**WHAT YOU ARE ASKED TO DO:**
Reproduce every line in the rows below exactly, keeping each one in its original order and form.

╭─ INFORMATION SUPPLIED

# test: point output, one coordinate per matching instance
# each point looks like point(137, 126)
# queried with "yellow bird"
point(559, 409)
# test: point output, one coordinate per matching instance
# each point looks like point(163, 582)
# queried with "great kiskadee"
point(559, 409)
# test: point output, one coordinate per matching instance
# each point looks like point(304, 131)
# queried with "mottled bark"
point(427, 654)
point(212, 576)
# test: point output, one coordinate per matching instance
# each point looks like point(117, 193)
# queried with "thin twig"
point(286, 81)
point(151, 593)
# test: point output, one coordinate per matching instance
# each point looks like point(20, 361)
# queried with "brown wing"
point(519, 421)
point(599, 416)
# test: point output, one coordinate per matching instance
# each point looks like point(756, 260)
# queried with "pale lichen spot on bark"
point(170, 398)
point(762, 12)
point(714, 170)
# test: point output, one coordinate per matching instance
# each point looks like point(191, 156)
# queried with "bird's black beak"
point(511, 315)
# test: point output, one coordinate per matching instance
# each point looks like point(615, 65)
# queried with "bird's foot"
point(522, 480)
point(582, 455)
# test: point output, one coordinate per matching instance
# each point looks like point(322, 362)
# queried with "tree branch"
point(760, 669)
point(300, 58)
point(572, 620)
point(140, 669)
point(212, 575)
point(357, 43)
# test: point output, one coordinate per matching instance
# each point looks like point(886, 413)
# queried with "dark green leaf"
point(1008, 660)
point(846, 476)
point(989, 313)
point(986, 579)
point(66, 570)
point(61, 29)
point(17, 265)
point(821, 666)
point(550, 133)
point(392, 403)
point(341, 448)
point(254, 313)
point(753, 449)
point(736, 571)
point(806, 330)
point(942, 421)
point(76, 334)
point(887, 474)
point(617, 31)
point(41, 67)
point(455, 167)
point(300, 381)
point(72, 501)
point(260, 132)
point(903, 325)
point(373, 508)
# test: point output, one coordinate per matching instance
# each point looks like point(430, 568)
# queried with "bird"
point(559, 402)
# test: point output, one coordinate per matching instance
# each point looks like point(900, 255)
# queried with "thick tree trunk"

╰─

**WORKED ANSWER:**
# test: point output, one coordinate per matching instance
# each point looks like point(137, 126)
# queried with "yellow bird"
point(559, 409)
# test: point output, one coordinate per matching instance
# each point looks like point(163, 582)
# queried with "great kiskadee"
point(559, 409)
# test: point output, one coordinate per matching instance
# each point looks like point(304, 131)
# queried with "mottled bark"
point(427, 654)
point(212, 576)
# test: point output, one coordinate per matching instance
# each point looks like point(117, 193)
# queried with "thin twig"
point(286, 81)
point(151, 593)
# test: point output, one coordinate per matching instance
# each point looks like point(20, 361)
# queried with "brown wing"
point(519, 421)
point(599, 416)
# test: point output, one coordinate per matching instance
# each point looks like point(756, 260)
# queried with "pale lichen spot on bark"
point(170, 398)
point(762, 12)
point(714, 170)
# test: point output, one coordinate per matching instance
# each point looks like point(191, 156)
# queried with "bird's black beak"
point(511, 315)
# test: point output, one coordinate per matching instance
# each point looks like point(615, 65)
# queried with "bird's foot"
point(522, 480)
point(582, 455)
# test: point output, one coordinate per matching instance
# each point looks like point(322, 362)
# queried with "tree branch"
point(760, 669)
point(300, 58)
point(572, 620)
point(140, 669)
point(212, 575)
point(357, 43)
# test: point output, one coordinate per matching instance
# each point looks like point(886, 413)
# queried with "dark green leaf"
point(1008, 660)
point(846, 476)
point(989, 313)
point(986, 579)
point(66, 570)
point(61, 29)
point(17, 265)
point(821, 666)
point(550, 133)
point(392, 403)
point(341, 448)
point(254, 313)
point(753, 449)
point(736, 571)
point(806, 330)
point(942, 421)
point(76, 334)
point(887, 474)
point(617, 31)
point(41, 67)
point(455, 167)
point(300, 381)
point(72, 501)
point(260, 132)
point(903, 325)
point(373, 508)
# test: point output, one coordinate per matching instance
# each point looks like point(430, 568)
# queried with "bird"
point(559, 402)
# test: point output, one coordinate per matching instance
# each point looks like point(900, 255)
# queried with "thick tree trunk"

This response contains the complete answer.